### Reading text:
----
Hello and welcome! We are recent transplants to Seattle by way of DC. Josh is Montana born and raised. Paulo is bossy.

Follow us in our journey to settle into the Pacific Northwest, eat our way through the city, and explore new places.

Dams of North Cascades National Park

Dams of North Cascades National Park

The Skagit River in in northwest Washington is home to some truly beautiful dams. Built between 1921 and 1953 as part of Seattle City Light's quest to provide electricity for City of Seattle, they are in the middle of the Ross Lake National Recreation Area (surrounded by North Cascades National Park). Best of all, you can actually get close and walk across them.

 

Ross Dam

Ross Dam is accessible from a two mile hike right off of the North Cascades Highway. Built in a few stages between 1937 and 1948, the dam is 540 feet tall and cranks out 460MW of electricity. And you can walk over the top of it! It's spillways are sick, and the honeycomb concrete wall (necessary for the multi-stage engineering method) is pretty cool, too. 

 

Diablo Dam

Smaller (129MW) and older (1927-1930) than Ross Dam, Diablo Dam is still impressive. Paulo liked Diablo Dam more, I liked Ross Dam more. Fortunately, one of the spillways was open when we visited, which led to some pretty sweet shots, especially with a slightly slower shutter speed.
----
### Given request 1:
Decide whether each statement below agrees with the dams post above the data, answering yes or no and quoting the words of the post that settle it: (a) Ross Dam was built between 1937 and 1948; (b) Diablo Dam generates more electricity than Ross Dam; (c) both visitors preferred Ross Dam.
### Given request 2:
Extend the dams post above the data with a short paragraph that picks up after its final sentence.

### Dataset section:
----
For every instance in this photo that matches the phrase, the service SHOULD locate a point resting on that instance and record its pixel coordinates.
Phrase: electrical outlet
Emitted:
----
### Task response 1:
(a) Yes: "Built in a few stages between 1937 and 1948"
(b) No: "Smaller (129MW) and older (1927-1930) than Ross Dam"
(c) No: "Paulo liked Diablo Dam more, I liked Ross Dam more."

### Task response 2:
 

How to get there

 

Just head up to Ross Lake or Diablo Lake! Coming from Seattle, we braved Friday afternoon I-5 North traffic up to Washington State Route 20 (North Cascades Highway), and took the highway to Colonial Creek Campground, where we had a tent spot for the weekend. From there, either go west on Highway 20 to the Ross Dam Trail and hike down a couple miles to the dam. For Diablo Dam, look for the signs to the North Cascades Environmental Learning Center. It's a sketchy-looking turnoff with security cameras and a gate (sometimes open). Park on the side of the road and walk down a quarter mile.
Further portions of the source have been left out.